# DATA TO EXAMINE
- - - - -

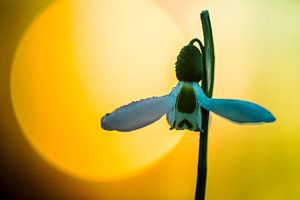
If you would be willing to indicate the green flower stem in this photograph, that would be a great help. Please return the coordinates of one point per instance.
(207, 85)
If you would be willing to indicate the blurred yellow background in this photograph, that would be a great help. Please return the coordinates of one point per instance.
(65, 64)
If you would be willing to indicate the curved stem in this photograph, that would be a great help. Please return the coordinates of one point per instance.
(207, 85)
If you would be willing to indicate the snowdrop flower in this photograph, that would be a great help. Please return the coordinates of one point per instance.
(183, 104)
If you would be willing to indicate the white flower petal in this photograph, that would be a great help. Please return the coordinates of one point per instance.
(235, 110)
(141, 113)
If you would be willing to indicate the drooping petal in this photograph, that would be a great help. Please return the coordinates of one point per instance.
(140, 113)
(235, 110)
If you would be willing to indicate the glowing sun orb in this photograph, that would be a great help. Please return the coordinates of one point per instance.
(81, 59)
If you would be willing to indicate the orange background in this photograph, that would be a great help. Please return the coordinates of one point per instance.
(257, 45)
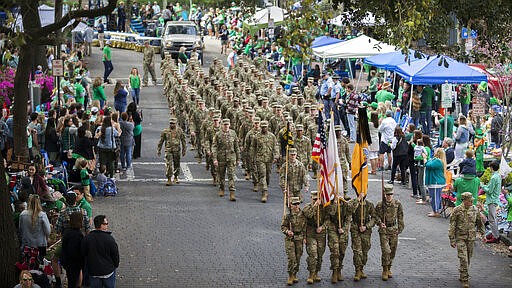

- - - - -

# YOUR INSTRUCTIONS
The entries above are to be restated verbatim, with no pictures carried over.

# REPLY TO THE TASK
If you would be willing to indicate the green flower stem in this photograph, that would be a great help. Please return the coordinates of one point per instance.
(207, 85)
If you would be willing to indicate the blurred yellow background in this photograph, that would be a great help. Please return the coordinates of one point per instance.
(65, 64)
If you would be willing to indicate the curved stem in this photograph, that would be a great help. Please return the coordinates of one point per instance.
(207, 85)
If you would be willing to indicate the snowdrop flower in this photograph, that would be a great help. Please return the coordinates of one point per instance.
(183, 104)
If you would be willing to indicate the white flower petal in this photograph, that would be a great help. Please return the coordinates of one point per instance.
(235, 110)
(141, 113)
If you would be willing to indicate the drooping petal in this photograph, that would be a great help. Please return the coordinates of one point per instance.
(140, 113)
(235, 110)
If you would be willing to indicate the glowing sun orb in this photograph, that would be a great help. Please return the coordinates of one point per instance.
(81, 59)
If you would be willing to indicate the orange background in this photograph, that would be a great help. Please return the coordinates of one point per instance.
(257, 45)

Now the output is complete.